## Entries provided
****************
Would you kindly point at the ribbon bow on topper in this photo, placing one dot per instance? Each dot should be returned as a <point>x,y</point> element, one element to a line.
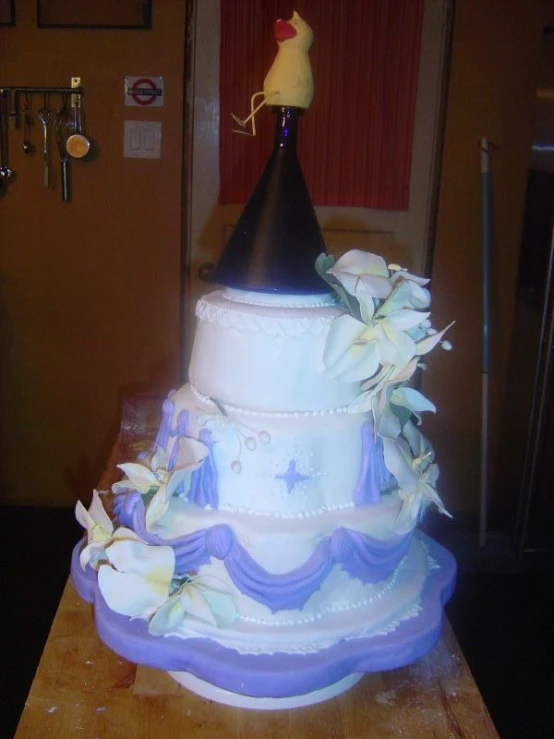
<point>289,81</point>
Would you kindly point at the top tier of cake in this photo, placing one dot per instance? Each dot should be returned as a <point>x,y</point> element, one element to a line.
<point>264,352</point>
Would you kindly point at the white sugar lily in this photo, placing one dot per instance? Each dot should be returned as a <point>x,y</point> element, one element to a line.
<point>201,598</point>
<point>100,531</point>
<point>386,387</point>
<point>365,276</point>
<point>137,578</point>
<point>158,479</point>
<point>410,460</point>
<point>354,350</point>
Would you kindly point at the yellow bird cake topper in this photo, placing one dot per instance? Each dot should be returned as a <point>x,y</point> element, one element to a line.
<point>289,81</point>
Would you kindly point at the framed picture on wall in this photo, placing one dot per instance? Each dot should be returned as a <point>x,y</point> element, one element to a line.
<point>7,12</point>
<point>97,14</point>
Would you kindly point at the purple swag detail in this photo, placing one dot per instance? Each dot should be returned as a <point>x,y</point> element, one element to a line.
<point>374,476</point>
<point>363,557</point>
<point>279,674</point>
<point>203,485</point>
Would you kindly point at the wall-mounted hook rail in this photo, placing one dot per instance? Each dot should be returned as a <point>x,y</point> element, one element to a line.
<point>15,92</point>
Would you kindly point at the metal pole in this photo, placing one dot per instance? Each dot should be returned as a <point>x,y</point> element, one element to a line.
<point>486,245</point>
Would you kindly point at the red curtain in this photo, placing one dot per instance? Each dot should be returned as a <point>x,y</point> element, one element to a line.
<point>355,141</point>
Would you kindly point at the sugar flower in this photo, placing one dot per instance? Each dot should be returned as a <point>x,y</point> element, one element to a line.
<point>411,461</point>
<point>100,531</point>
<point>135,581</point>
<point>163,476</point>
<point>200,598</point>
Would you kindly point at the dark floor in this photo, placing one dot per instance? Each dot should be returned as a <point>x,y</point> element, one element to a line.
<point>500,611</point>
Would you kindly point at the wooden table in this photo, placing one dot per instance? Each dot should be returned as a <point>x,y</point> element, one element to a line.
<point>83,690</point>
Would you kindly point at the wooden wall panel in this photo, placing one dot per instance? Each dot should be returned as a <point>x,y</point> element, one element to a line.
<point>89,292</point>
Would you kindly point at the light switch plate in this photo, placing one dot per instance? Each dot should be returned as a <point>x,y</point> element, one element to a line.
<point>142,139</point>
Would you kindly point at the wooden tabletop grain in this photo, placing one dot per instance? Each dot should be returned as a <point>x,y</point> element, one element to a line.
<point>82,690</point>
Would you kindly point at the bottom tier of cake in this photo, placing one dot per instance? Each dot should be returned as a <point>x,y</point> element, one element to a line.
<point>281,680</point>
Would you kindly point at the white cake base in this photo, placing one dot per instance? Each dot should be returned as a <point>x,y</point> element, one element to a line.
<point>212,692</point>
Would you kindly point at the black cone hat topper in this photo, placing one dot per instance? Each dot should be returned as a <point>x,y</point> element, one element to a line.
<point>277,239</point>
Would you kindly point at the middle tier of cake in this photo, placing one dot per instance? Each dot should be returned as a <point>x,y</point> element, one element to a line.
<point>283,465</point>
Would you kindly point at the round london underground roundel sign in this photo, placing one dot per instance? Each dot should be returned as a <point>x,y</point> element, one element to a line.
<point>144,91</point>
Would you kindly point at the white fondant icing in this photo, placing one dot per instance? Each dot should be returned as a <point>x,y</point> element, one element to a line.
<point>265,358</point>
<point>327,450</point>
<point>343,608</point>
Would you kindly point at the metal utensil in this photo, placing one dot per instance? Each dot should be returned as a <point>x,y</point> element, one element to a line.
<point>63,126</point>
<point>5,170</point>
<point>45,116</point>
<point>77,145</point>
<point>28,146</point>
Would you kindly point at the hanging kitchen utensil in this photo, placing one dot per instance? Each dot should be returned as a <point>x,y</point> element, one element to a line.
<point>63,126</point>
<point>45,116</point>
<point>28,146</point>
<point>5,170</point>
<point>77,145</point>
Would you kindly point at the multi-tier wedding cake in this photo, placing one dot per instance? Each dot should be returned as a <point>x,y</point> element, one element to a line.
<point>265,551</point>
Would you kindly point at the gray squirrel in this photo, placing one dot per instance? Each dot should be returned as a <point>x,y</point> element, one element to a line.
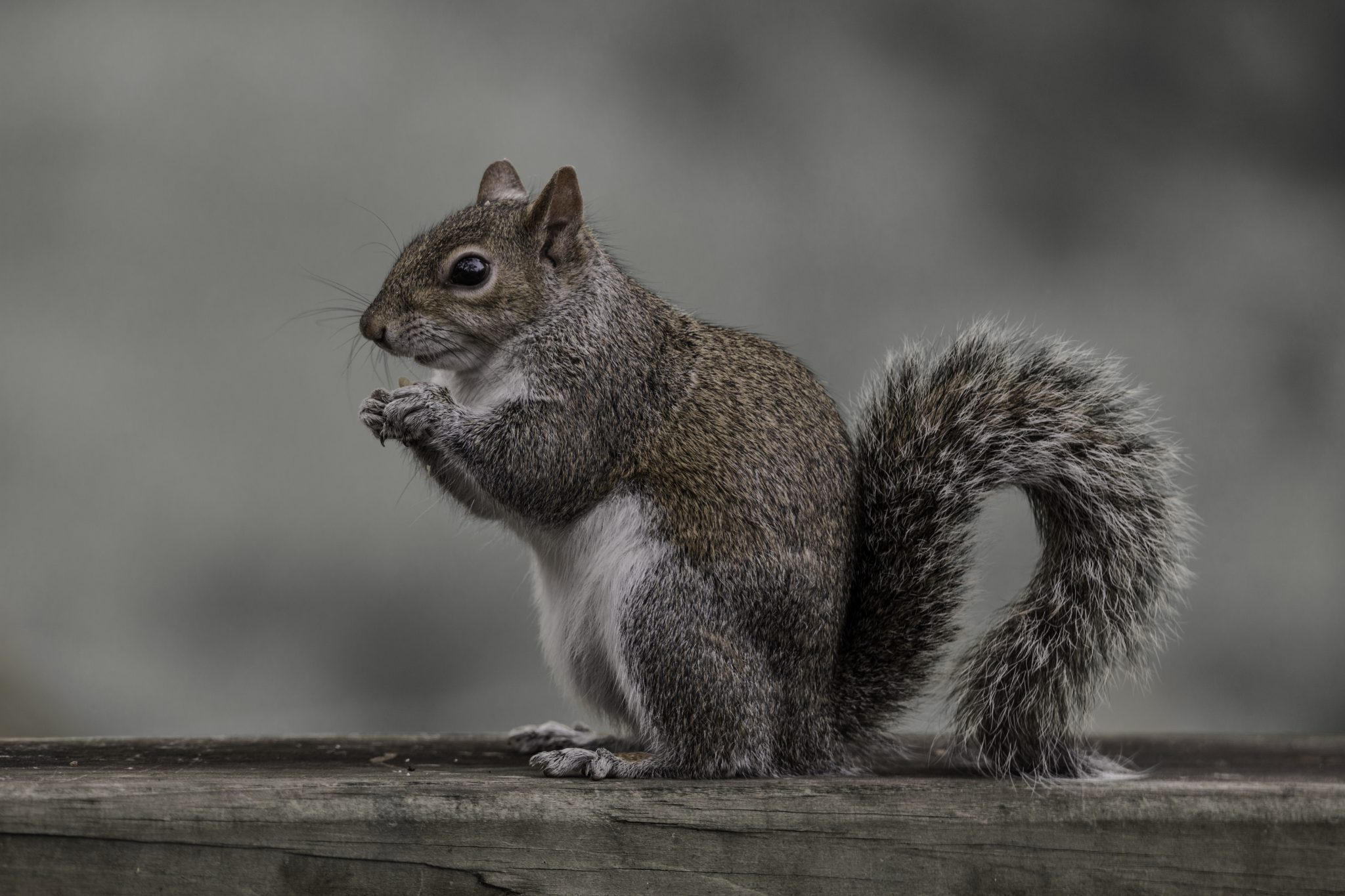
<point>728,572</point>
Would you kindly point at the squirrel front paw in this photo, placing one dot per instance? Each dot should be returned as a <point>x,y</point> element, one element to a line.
<point>409,414</point>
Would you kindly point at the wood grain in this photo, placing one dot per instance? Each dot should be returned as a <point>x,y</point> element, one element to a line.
<point>458,815</point>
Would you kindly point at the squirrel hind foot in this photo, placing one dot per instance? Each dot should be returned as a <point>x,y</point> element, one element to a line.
<point>1047,763</point>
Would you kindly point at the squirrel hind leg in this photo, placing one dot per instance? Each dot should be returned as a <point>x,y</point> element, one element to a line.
<point>554,735</point>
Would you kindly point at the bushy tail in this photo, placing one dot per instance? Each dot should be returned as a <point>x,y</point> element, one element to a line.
<point>934,438</point>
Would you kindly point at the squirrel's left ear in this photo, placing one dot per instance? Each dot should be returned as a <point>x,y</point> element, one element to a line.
<point>558,214</point>
<point>500,183</point>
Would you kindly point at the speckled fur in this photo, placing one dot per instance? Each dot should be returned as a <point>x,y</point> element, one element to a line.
<point>720,572</point>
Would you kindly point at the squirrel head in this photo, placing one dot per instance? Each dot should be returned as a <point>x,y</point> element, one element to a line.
<point>482,274</point>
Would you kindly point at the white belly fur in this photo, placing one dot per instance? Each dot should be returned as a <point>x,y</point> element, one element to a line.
<point>584,576</point>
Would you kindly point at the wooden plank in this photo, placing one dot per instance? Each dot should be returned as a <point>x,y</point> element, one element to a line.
<point>458,815</point>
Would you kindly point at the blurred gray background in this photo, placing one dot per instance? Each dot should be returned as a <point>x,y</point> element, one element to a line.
<point>197,536</point>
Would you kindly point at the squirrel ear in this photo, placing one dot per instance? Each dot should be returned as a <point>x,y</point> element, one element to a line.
<point>500,183</point>
<point>558,214</point>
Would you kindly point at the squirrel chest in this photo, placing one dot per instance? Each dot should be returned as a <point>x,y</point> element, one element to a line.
<point>584,575</point>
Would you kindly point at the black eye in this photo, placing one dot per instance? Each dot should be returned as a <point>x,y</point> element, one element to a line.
<point>470,270</point>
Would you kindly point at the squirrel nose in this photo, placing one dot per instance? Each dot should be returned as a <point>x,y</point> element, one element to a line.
<point>372,331</point>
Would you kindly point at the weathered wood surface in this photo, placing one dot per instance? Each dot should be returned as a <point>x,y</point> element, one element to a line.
<point>458,815</point>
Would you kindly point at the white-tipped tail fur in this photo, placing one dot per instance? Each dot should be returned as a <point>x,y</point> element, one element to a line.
<point>934,438</point>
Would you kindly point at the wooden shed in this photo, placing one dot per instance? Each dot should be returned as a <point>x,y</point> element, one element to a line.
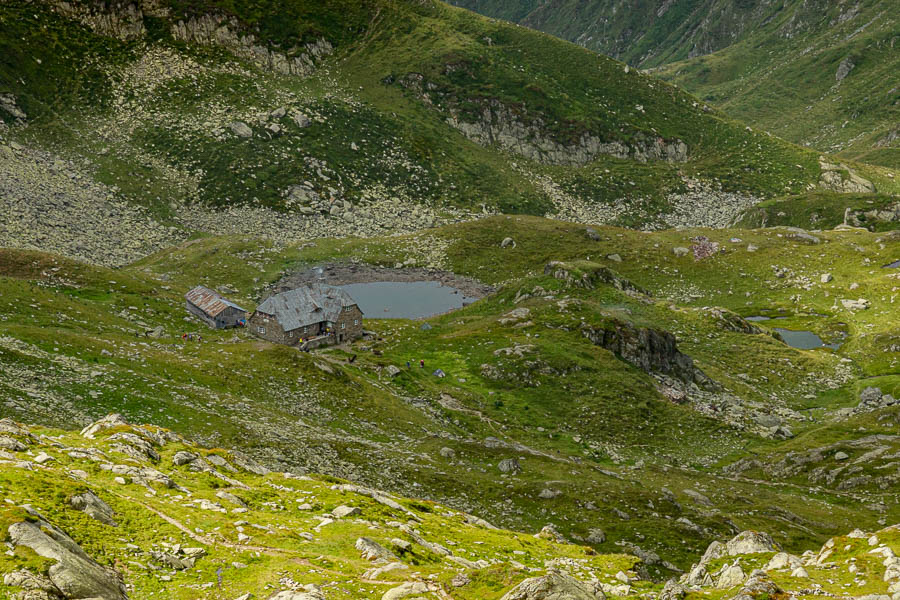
<point>213,309</point>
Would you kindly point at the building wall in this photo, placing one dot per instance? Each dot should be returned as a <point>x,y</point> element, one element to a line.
<point>230,317</point>
<point>200,314</point>
<point>267,327</point>
<point>352,321</point>
<point>349,325</point>
<point>227,318</point>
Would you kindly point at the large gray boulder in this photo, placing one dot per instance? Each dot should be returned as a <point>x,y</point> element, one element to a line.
<point>91,505</point>
<point>75,574</point>
<point>751,542</point>
<point>555,585</point>
<point>107,422</point>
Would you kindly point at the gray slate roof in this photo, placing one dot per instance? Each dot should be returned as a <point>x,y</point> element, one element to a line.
<point>209,301</point>
<point>306,305</point>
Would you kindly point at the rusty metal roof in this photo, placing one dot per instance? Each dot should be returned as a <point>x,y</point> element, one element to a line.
<point>209,301</point>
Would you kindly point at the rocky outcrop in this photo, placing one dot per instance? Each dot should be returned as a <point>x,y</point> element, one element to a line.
<point>218,30</point>
<point>117,19</point>
<point>844,69</point>
<point>91,505</point>
<point>512,128</point>
<point>867,218</point>
<point>652,350</point>
<point>125,21</point>
<point>54,205</point>
<point>9,110</point>
<point>751,542</point>
<point>555,585</point>
<point>731,321</point>
<point>75,575</point>
<point>589,275</point>
<point>842,178</point>
<point>499,125</point>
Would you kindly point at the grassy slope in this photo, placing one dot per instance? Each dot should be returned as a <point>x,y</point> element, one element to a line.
<point>228,390</point>
<point>288,543</point>
<point>771,65</point>
<point>161,520</point>
<point>819,210</point>
<point>770,74</point>
<point>164,139</point>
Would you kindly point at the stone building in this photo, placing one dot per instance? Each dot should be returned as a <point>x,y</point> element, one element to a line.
<point>213,309</point>
<point>309,317</point>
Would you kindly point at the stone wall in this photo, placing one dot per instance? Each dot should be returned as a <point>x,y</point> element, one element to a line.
<point>266,327</point>
<point>349,325</point>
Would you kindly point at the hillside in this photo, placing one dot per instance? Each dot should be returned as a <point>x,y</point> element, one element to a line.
<point>817,73</point>
<point>135,511</point>
<point>604,392</point>
<point>348,120</point>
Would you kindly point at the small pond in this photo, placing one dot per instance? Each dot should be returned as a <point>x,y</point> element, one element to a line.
<point>804,340</point>
<point>405,299</point>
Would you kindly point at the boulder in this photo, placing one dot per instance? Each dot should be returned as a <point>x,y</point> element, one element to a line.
<point>783,560</point>
<point>345,511</point>
<point>107,422</point>
<point>555,585</point>
<point>297,595</point>
<point>751,542</point>
<point>183,457</point>
<point>74,573</point>
<point>91,505</point>
<point>596,536</point>
<point>672,591</point>
<point>229,497</point>
<point>858,304</point>
<point>39,586</point>
<point>14,445</point>
<point>730,576</point>
<point>509,465</point>
<point>372,550</point>
<point>241,129</point>
<point>405,590</point>
<point>758,585</point>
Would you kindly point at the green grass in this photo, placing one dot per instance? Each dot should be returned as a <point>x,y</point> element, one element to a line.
<point>821,210</point>
<point>165,141</point>
<point>564,400</point>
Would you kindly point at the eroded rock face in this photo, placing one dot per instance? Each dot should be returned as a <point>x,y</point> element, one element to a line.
<point>91,505</point>
<point>494,123</point>
<point>751,542</point>
<point>652,350</point>
<point>588,278</point>
<point>217,30</point>
<point>842,178</point>
<point>555,585</point>
<point>75,574</point>
<point>107,422</point>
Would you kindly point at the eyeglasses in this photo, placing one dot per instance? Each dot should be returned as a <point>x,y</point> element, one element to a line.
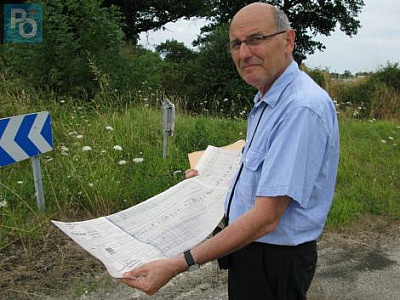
<point>252,40</point>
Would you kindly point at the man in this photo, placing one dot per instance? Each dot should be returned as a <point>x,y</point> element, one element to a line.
<point>283,192</point>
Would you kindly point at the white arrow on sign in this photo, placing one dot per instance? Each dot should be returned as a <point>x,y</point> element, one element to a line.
<point>35,135</point>
<point>24,136</point>
<point>7,140</point>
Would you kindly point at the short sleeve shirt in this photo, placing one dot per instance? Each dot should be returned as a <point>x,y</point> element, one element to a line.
<point>294,152</point>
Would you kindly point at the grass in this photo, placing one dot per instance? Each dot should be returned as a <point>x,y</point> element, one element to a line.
<point>106,159</point>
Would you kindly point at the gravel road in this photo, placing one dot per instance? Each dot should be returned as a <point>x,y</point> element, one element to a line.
<point>357,265</point>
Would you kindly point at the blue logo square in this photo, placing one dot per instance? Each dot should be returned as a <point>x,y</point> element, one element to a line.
<point>23,23</point>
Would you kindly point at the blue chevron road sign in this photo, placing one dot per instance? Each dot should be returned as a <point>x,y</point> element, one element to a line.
<point>24,136</point>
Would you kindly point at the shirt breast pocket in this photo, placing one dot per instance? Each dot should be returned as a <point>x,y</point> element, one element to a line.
<point>254,160</point>
<point>251,173</point>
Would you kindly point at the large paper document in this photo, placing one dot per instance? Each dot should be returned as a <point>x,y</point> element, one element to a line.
<point>164,225</point>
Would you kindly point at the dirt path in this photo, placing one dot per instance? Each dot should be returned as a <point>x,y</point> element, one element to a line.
<point>359,263</point>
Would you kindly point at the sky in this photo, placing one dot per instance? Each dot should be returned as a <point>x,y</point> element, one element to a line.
<point>376,43</point>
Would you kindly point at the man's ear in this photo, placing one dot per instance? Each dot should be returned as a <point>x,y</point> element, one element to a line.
<point>290,41</point>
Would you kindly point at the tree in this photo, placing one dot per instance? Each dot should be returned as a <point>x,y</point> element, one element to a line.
<point>175,51</point>
<point>308,17</point>
<point>144,15</point>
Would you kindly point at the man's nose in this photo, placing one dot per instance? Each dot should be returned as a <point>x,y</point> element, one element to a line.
<point>244,51</point>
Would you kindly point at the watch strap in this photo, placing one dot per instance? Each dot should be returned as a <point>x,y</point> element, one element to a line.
<point>189,258</point>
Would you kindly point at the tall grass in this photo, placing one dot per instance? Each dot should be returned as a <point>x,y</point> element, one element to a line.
<point>107,158</point>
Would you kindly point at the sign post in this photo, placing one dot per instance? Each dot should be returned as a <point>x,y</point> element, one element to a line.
<point>27,136</point>
<point>169,123</point>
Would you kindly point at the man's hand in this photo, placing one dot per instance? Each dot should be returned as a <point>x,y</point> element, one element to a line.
<point>150,277</point>
<point>191,173</point>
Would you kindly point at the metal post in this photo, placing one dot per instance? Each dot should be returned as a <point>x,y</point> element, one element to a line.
<point>169,123</point>
<point>37,177</point>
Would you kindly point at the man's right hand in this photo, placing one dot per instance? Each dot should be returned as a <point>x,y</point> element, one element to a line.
<point>191,173</point>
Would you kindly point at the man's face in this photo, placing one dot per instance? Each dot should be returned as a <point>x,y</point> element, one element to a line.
<point>262,59</point>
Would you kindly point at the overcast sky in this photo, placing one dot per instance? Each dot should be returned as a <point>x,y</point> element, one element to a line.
<point>377,41</point>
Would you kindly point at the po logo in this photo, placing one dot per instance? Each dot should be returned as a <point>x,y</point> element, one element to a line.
<point>23,23</point>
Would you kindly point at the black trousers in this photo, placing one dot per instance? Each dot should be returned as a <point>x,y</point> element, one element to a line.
<point>262,271</point>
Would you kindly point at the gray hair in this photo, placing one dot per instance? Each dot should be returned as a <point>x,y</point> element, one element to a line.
<point>281,19</point>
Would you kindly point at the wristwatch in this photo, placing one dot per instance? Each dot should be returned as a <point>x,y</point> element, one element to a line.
<point>190,261</point>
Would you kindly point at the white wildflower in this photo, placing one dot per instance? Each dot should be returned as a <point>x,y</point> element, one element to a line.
<point>86,148</point>
<point>3,203</point>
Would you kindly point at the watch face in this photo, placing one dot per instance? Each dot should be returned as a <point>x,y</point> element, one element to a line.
<point>193,267</point>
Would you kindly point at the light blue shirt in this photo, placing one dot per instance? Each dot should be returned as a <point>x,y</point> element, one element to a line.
<point>295,152</point>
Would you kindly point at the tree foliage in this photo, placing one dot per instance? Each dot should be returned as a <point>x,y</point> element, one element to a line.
<point>308,17</point>
<point>77,34</point>
<point>144,15</point>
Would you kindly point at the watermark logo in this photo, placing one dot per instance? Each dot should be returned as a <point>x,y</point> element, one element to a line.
<point>23,23</point>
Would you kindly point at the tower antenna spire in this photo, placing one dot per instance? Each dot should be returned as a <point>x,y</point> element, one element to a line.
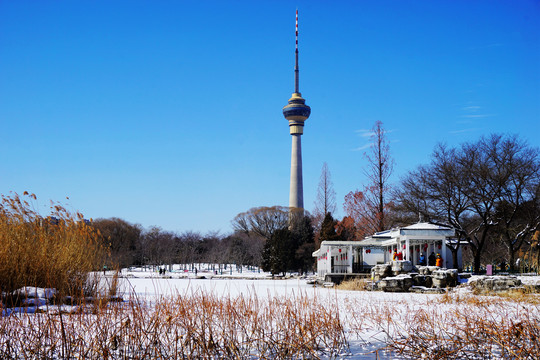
<point>296,72</point>
<point>296,112</point>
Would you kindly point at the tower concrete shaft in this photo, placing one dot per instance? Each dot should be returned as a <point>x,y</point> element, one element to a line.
<point>296,111</point>
<point>296,194</point>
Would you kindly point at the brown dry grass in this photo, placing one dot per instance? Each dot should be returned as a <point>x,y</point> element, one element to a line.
<point>191,326</point>
<point>56,251</point>
<point>356,284</point>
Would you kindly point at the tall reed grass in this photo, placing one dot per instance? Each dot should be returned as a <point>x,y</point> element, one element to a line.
<point>198,325</point>
<point>56,251</point>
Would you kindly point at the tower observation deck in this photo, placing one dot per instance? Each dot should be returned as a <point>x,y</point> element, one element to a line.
<point>296,112</point>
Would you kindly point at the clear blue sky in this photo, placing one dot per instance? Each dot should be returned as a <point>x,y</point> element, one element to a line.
<point>168,113</point>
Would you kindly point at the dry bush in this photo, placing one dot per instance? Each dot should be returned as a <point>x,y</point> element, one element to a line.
<point>56,251</point>
<point>354,284</point>
<point>198,325</point>
<point>473,327</point>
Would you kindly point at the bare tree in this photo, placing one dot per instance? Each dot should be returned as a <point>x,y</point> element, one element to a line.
<point>378,171</point>
<point>518,210</point>
<point>369,208</point>
<point>477,188</point>
<point>325,201</point>
<point>263,221</point>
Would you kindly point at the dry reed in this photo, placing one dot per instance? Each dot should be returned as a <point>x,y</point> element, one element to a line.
<point>57,251</point>
<point>198,325</point>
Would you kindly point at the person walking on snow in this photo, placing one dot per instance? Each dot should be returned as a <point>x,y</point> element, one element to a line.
<point>438,262</point>
<point>431,259</point>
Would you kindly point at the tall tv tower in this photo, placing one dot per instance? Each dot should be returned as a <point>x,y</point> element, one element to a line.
<point>296,111</point>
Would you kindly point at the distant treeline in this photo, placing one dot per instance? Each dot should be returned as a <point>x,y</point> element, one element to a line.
<point>129,244</point>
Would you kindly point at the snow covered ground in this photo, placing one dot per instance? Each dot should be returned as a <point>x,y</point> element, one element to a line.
****************
## Written problem
Swap "dirt path" for "gravel path" in the entries from the line with "Would you kindly point at the large paper" to the line with "<point>359,263</point>", leaving everything else unchanged. Return only those lines.

## The output
Would you kindly point at the large paper document in this photo, placing one dot per instance? Each dot should be returned as a <point>x,y</point> element, one element to a line.
<point>164,225</point>
Would you kindly point at the gravel path in this photo, placing one dot per instance? Each dot should be returned as a <point>x,y</point> element, one element to a line.
<point>359,263</point>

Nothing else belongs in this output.